Please repeat exactly the lines from the one containing "to detect protest" through the last line of the records below, leaving out any pictures.

▬▬▬▬▬▬▬▬▬▬

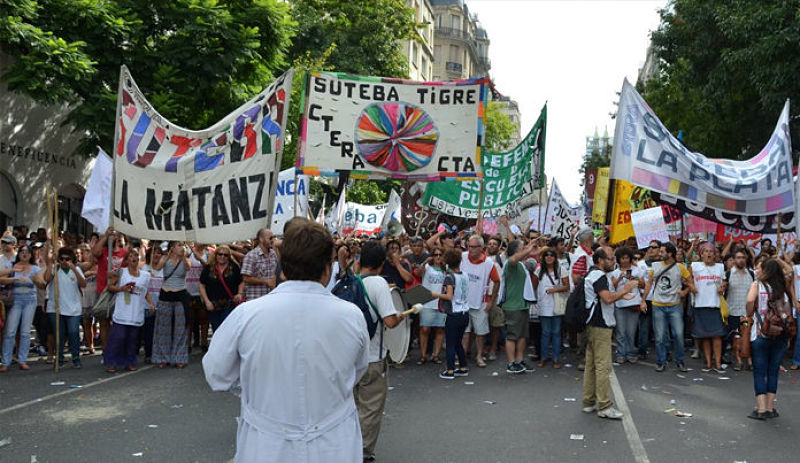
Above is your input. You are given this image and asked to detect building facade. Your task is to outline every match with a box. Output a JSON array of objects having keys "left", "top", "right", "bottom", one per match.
[
  {"left": 402, "top": 0, "right": 435, "bottom": 81},
  {"left": 0, "top": 53, "right": 94, "bottom": 235},
  {"left": 430, "top": 0, "right": 490, "bottom": 80},
  {"left": 494, "top": 95, "right": 522, "bottom": 146}
]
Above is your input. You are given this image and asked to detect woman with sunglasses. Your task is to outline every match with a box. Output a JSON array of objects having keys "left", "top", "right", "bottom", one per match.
[
  {"left": 532, "top": 247, "right": 569, "bottom": 369},
  {"left": 199, "top": 245, "right": 244, "bottom": 333},
  {"left": 0, "top": 245, "right": 44, "bottom": 371},
  {"left": 415, "top": 246, "right": 446, "bottom": 365},
  {"left": 104, "top": 249, "right": 155, "bottom": 372}
]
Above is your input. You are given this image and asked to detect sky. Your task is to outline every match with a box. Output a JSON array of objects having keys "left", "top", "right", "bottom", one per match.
[{"left": 467, "top": 0, "right": 666, "bottom": 204}]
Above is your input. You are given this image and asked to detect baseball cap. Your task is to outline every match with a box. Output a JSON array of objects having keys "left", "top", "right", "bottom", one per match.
[{"left": 1, "top": 235, "right": 17, "bottom": 244}]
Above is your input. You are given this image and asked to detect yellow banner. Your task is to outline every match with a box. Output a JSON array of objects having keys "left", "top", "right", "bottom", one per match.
[
  {"left": 591, "top": 167, "right": 610, "bottom": 224},
  {"left": 609, "top": 180, "right": 635, "bottom": 244}
]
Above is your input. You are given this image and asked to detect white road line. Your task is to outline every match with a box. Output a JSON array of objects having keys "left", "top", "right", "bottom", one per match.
[
  {"left": 0, "top": 365, "right": 153, "bottom": 416},
  {"left": 610, "top": 369, "right": 651, "bottom": 463}
]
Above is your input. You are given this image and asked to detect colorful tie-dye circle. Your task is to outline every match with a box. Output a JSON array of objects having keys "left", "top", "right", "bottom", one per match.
[{"left": 355, "top": 102, "right": 439, "bottom": 172}]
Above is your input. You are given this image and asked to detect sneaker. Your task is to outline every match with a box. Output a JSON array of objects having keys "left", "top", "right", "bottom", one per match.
[
  {"left": 487, "top": 352, "right": 497, "bottom": 361},
  {"left": 582, "top": 404, "right": 597, "bottom": 413},
  {"left": 454, "top": 368, "right": 469, "bottom": 377},
  {"left": 439, "top": 370, "right": 455, "bottom": 380},
  {"left": 655, "top": 364, "right": 666, "bottom": 372},
  {"left": 677, "top": 362, "right": 688, "bottom": 373},
  {"left": 506, "top": 363, "right": 523, "bottom": 374},
  {"left": 701, "top": 366, "right": 712, "bottom": 373},
  {"left": 690, "top": 350, "right": 700, "bottom": 359},
  {"left": 519, "top": 361, "right": 535, "bottom": 372},
  {"left": 713, "top": 367, "right": 725, "bottom": 374},
  {"left": 597, "top": 406, "right": 624, "bottom": 420},
  {"left": 363, "top": 453, "right": 376, "bottom": 462},
  {"left": 36, "top": 346, "right": 47, "bottom": 356},
  {"left": 73, "top": 360, "right": 82, "bottom": 369}
]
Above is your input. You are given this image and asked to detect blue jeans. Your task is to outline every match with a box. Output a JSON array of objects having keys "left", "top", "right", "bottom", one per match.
[
  {"left": 540, "top": 316, "right": 563, "bottom": 361},
  {"left": 792, "top": 324, "right": 800, "bottom": 367},
  {"left": 445, "top": 312, "right": 469, "bottom": 371},
  {"left": 206, "top": 306, "right": 233, "bottom": 333},
  {"left": 2, "top": 298, "right": 37, "bottom": 365},
  {"left": 615, "top": 306, "right": 640, "bottom": 361},
  {"left": 48, "top": 313, "right": 81, "bottom": 363},
  {"left": 652, "top": 304, "right": 684, "bottom": 365},
  {"left": 751, "top": 336, "right": 788, "bottom": 395}
]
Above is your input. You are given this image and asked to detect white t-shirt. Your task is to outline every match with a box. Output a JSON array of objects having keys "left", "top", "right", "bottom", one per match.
[
  {"left": 638, "top": 260, "right": 654, "bottom": 301},
  {"left": 611, "top": 266, "right": 644, "bottom": 308},
  {"left": 421, "top": 264, "right": 446, "bottom": 310},
  {"left": 691, "top": 262, "right": 724, "bottom": 308},
  {"left": 361, "top": 275, "right": 397, "bottom": 363},
  {"left": 46, "top": 266, "right": 85, "bottom": 316},
  {"left": 535, "top": 265, "right": 567, "bottom": 317},
  {"left": 112, "top": 268, "right": 152, "bottom": 327}
]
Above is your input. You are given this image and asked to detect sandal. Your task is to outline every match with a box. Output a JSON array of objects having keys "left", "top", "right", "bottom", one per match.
[
  {"left": 45, "top": 357, "right": 54, "bottom": 365},
  {"left": 158, "top": 363, "right": 167, "bottom": 369},
  {"left": 125, "top": 365, "right": 137, "bottom": 372},
  {"left": 416, "top": 357, "right": 427, "bottom": 366},
  {"left": 19, "top": 363, "right": 30, "bottom": 371},
  {"left": 790, "top": 365, "right": 799, "bottom": 371},
  {"left": 176, "top": 363, "right": 186, "bottom": 369},
  {"left": 432, "top": 356, "right": 443, "bottom": 365},
  {"left": 0, "top": 365, "right": 8, "bottom": 373},
  {"left": 476, "top": 359, "right": 487, "bottom": 368},
  {"left": 106, "top": 366, "right": 117, "bottom": 373}
]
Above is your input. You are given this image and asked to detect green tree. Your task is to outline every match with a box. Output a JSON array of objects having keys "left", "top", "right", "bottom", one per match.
[
  {"left": 641, "top": 0, "right": 800, "bottom": 160},
  {"left": 483, "top": 101, "right": 518, "bottom": 153},
  {"left": 1, "top": 0, "right": 294, "bottom": 156}
]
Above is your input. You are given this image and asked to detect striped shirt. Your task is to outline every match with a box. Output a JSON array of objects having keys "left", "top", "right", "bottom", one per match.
[{"left": 241, "top": 246, "right": 277, "bottom": 301}]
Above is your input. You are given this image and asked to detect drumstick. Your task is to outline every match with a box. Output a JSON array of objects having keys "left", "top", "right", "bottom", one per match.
[{"left": 401, "top": 303, "right": 424, "bottom": 316}]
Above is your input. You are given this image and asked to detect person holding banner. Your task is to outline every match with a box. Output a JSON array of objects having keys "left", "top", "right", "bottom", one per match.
[
  {"left": 690, "top": 244, "right": 727, "bottom": 373},
  {"left": 151, "top": 242, "right": 191, "bottom": 369}
]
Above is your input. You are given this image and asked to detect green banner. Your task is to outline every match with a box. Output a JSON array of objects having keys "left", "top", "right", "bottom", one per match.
[{"left": 421, "top": 105, "right": 546, "bottom": 218}]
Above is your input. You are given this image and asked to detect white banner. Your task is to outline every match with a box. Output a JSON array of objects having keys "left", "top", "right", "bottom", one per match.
[
  {"left": 543, "top": 180, "right": 580, "bottom": 239},
  {"left": 112, "top": 66, "right": 292, "bottom": 242},
  {"left": 81, "top": 148, "right": 113, "bottom": 233},
  {"left": 271, "top": 168, "right": 309, "bottom": 234},
  {"left": 298, "top": 72, "right": 488, "bottom": 181},
  {"left": 341, "top": 202, "right": 387, "bottom": 236},
  {"left": 611, "top": 79, "right": 793, "bottom": 218},
  {"left": 631, "top": 206, "right": 669, "bottom": 249},
  {"left": 380, "top": 189, "right": 402, "bottom": 231}
]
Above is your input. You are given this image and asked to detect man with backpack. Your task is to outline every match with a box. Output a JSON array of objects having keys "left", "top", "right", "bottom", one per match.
[
  {"left": 581, "top": 247, "right": 640, "bottom": 420},
  {"left": 354, "top": 241, "right": 405, "bottom": 462},
  {"left": 726, "top": 250, "right": 755, "bottom": 371}
]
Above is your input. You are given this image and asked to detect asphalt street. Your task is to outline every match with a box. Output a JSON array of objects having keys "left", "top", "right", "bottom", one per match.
[{"left": 1, "top": 345, "right": 799, "bottom": 463}]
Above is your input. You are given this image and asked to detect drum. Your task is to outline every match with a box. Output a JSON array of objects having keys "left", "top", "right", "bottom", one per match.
[{"left": 384, "top": 287, "right": 411, "bottom": 363}]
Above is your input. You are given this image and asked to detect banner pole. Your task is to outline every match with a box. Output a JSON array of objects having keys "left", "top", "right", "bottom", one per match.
[
  {"left": 47, "top": 187, "right": 61, "bottom": 373},
  {"left": 477, "top": 179, "right": 485, "bottom": 233},
  {"left": 293, "top": 173, "right": 299, "bottom": 220},
  {"left": 777, "top": 213, "right": 783, "bottom": 255},
  {"left": 538, "top": 186, "right": 543, "bottom": 231}
]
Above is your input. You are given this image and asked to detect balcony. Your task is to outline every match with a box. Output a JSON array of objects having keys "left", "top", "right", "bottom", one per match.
[
  {"left": 445, "top": 61, "right": 463, "bottom": 73},
  {"left": 435, "top": 26, "right": 478, "bottom": 53},
  {"left": 477, "top": 56, "right": 491, "bottom": 70}
]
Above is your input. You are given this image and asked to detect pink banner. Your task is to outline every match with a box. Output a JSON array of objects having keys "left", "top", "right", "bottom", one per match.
[{"left": 685, "top": 215, "right": 717, "bottom": 234}]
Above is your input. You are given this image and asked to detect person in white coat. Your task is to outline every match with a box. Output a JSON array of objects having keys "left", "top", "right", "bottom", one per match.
[{"left": 203, "top": 219, "right": 370, "bottom": 463}]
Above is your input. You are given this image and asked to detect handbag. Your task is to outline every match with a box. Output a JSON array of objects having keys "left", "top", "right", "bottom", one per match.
[
  {"left": 739, "top": 318, "right": 752, "bottom": 358},
  {"left": 91, "top": 289, "right": 115, "bottom": 319},
  {"left": 719, "top": 295, "right": 729, "bottom": 324},
  {"left": 758, "top": 289, "right": 797, "bottom": 339},
  {"left": 546, "top": 271, "right": 567, "bottom": 316},
  {"left": 217, "top": 265, "right": 243, "bottom": 307}
]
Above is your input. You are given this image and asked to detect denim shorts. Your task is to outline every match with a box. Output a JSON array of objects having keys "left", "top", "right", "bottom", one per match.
[{"left": 419, "top": 307, "right": 446, "bottom": 327}]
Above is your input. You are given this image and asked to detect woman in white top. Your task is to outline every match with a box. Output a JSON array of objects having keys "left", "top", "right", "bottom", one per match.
[
  {"left": 690, "top": 244, "right": 727, "bottom": 373},
  {"left": 744, "top": 258, "right": 792, "bottom": 420},
  {"left": 77, "top": 244, "right": 98, "bottom": 354},
  {"left": 532, "top": 247, "right": 569, "bottom": 368},
  {"left": 140, "top": 243, "right": 165, "bottom": 363},
  {"left": 103, "top": 249, "right": 154, "bottom": 372},
  {"left": 610, "top": 247, "right": 645, "bottom": 364},
  {"left": 414, "top": 246, "right": 446, "bottom": 365}
]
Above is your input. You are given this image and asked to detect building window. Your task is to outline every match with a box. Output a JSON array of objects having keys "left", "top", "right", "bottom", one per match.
[
  {"left": 412, "top": 42, "right": 419, "bottom": 67},
  {"left": 450, "top": 14, "right": 460, "bottom": 30},
  {"left": 421, "top": 57, "right": 428, "bottom": 80},
  {"left": 434, "top": 45, "right": 441, "bottom": 63},
  {"left": 449, "top": 44, "right": 459, "bottom": 62}
]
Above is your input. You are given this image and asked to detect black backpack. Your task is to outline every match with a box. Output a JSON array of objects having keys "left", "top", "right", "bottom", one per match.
[
  {"left": 564, "top": 267, "right": 598, "bottom": 333},
  {"left": 331, "top": 273, "right": 381, "bottom": 338}
]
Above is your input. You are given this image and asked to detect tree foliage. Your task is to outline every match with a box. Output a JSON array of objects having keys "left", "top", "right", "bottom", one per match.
[
  {"left": 1, "top": 0, "right": 294, "bottom": 156},
  {"left": 641, "top": 0, "right": 800, "bottom": 160},
  {"left": 483, "top": 101, "right": 518, "bottom": 153}
]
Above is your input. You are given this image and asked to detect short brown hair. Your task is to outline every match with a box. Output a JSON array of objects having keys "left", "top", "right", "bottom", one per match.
[
  {"left": 444, "top": 249, "right": 462, "bottom": 270},
  {"left": 281, "top": 219, "right": 333, "bottom": 281}
]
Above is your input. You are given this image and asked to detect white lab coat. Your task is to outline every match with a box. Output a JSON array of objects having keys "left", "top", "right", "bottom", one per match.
[{"left": 203, "top": 280, "right": 370, "bottom": 463}]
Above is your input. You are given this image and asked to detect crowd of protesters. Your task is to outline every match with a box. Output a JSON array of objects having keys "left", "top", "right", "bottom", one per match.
[{"left": 1, "top": 217, "right": 798, "bottom": 426}]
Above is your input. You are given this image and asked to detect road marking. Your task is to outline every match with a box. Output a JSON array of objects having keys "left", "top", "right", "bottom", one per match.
[
  {"left": 610, "top": 369, "right": 651, "bottom": 463},
  {"left": 0, "top": 365, "right": 154, "bottom": 416}
]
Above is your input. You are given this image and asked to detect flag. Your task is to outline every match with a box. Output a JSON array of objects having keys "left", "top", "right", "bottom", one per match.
[{"left": 81, "top": 148, "right": 113, "bottom": 233}]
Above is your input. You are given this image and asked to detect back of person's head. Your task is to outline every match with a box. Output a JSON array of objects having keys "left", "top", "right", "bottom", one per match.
[
  {"left": 506, "top": 239, "right": 522, "bottom": 257},
  {"left": 444, "top": 249, "right": 462, "bottom": 270},
  {"left": 360, "top": 241, "right": 386, "bottom": 270},
  {"left": 281, "top": 219, "right": 333, "bottom": 281},
  {"left": 759, "top": 258, "right": 786, "bottom": 301},
  {"left": 576, "top": 227, "right": 594, "bottom": 244}
]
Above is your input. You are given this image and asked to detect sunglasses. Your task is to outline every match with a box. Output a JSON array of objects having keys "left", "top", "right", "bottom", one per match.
[
  {"left": 432, "top": 253, "right": 442, "bottom": 257},
  {"left": 217, "top": 253, "right": 230, "bottom": 257},
  {"left": 649, "top": 246, "right": 659, "bottom": 250},
  {"left": 58, "top": 256, "right": 72, "bottom": 261}
]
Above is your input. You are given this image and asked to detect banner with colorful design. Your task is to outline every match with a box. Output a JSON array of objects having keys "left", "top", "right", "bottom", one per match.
[
  {"left": 611, "top": 79, "right": 793, "bottom": 222},
  {"left": 297, "top": 72, "right": 488, "bottom": 181},
  {"left": 421, "top": 105, "right": 546, "bottom": 218},
  {"left": 112, "top": 65, "right": 293, "bottom": 242}
]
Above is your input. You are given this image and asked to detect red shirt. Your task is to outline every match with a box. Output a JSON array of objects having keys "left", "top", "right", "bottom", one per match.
[
  {"left": 571, "top": 244, "right": 594, "bottom": 278},
  {"left": 96, "top": 247, "right": 128, "bottom": 294}
]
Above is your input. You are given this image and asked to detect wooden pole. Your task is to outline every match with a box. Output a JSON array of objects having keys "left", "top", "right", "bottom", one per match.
[
  {"left": 47, "top": 187, "right": 61, "bottom": 373},
  {"left": 476, "top": 179, "right": 485, "bottom": 233},
  {"left": 538, "top": 186, "right": 544, "bottom": 231}
]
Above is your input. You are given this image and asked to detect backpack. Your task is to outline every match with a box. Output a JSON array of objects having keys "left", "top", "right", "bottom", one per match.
[
  {"left": 564, "top": 267, "right": 598, "bottom": 333},
  {"left": 332, "top": 273, "right": 381, "bottom": 338},
  {"left": 758, "top": 287, "right": 797, "bottom": 340}
]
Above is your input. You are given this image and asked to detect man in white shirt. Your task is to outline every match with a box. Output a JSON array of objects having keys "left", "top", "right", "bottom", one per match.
[
  {"left": 355, "top": 241, "right": 405, "bottom": 462},
  {"left": 203, "top": 219, "right": 370, "bottom": 463}
]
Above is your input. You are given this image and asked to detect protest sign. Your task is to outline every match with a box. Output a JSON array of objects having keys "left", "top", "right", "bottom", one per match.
[
  {"left": 112, "top": 66, "right": 292, "bottom": 242},
  {"left": 631, "top": 207, "right": 669, "bottom": 249},
  {"left": 611, "top": 79, "right": 794, "bottom": 223},
  {"left": 592, "top": 167, "right": 610, "bottom": 224},
  {"left": 609, "top": 180, "right": 634, "bottom": 244},
  {"left": 341, "top": 202, "right": 387, "bottom": 236},
  {"left": 714, "top": 225, "right": 761, "bottom": 244},
  {"left": 543, "top": 180, "right": 579, "bottom": 239},
  {"left": 422, "top": 105, "right": 547, "bottom": 218},
  {"left": 271, "top": 168, "right": 309, "bottom": 234},
  {"left": 584, "top": 168, "right": 597, "bottom": 217},
  {"left": 297, "top": 72, "right": 488, "bottom": 181},
  {"left": 380, "top": 189, "right": 403, "bottom": 232}
]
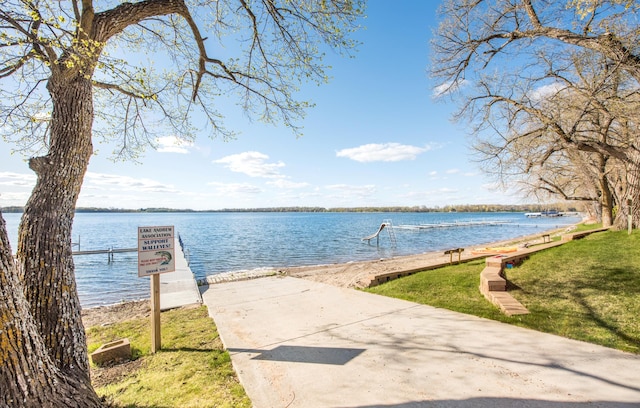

▬▬▬▬▬▬▬▬▬▬

Exercise answer =
Above is your input. You are given this image and asked to detect protest sign. Your task is to outline every match with a box. Output a JSON array of objects having keys "left", "top", "right", "bottom", one per match.
[
  {"left": 112, "top": 66, "right": 292, "bottom": 242},
  {"left": 631, "top": 207, "right": 669, "bottom": 249},
  {"left": 611, "top": 79, "right": 794, "bottom": 223},
  {"left": 592, "top": 167, "right": 610, "bottom": 224},
  {"left": 609, "top": 180, "right": 634, "bottom": 244},
  {"left": 341, "top": 202, "right": 387, "bottom": 236},
  {"left": 714, "top": 225, "right": 761, "bottom": 244},
  {"left": 543, "top": 180, "right": 579, "bottom": 239},
  {"left": 422, "top": 105, "right": 547, "bottom": 218},
  {"left": 271, "top": 168, "right": 309, "bottom": 234},
  {"left": 584, "top": 168, "right": 597, "bottom": 217},
  {"left": 297, "top": 72, "right": 488, "bottom": 181},
  {"left": 380, "top": 189, "right": 403, "bottom": 232}
]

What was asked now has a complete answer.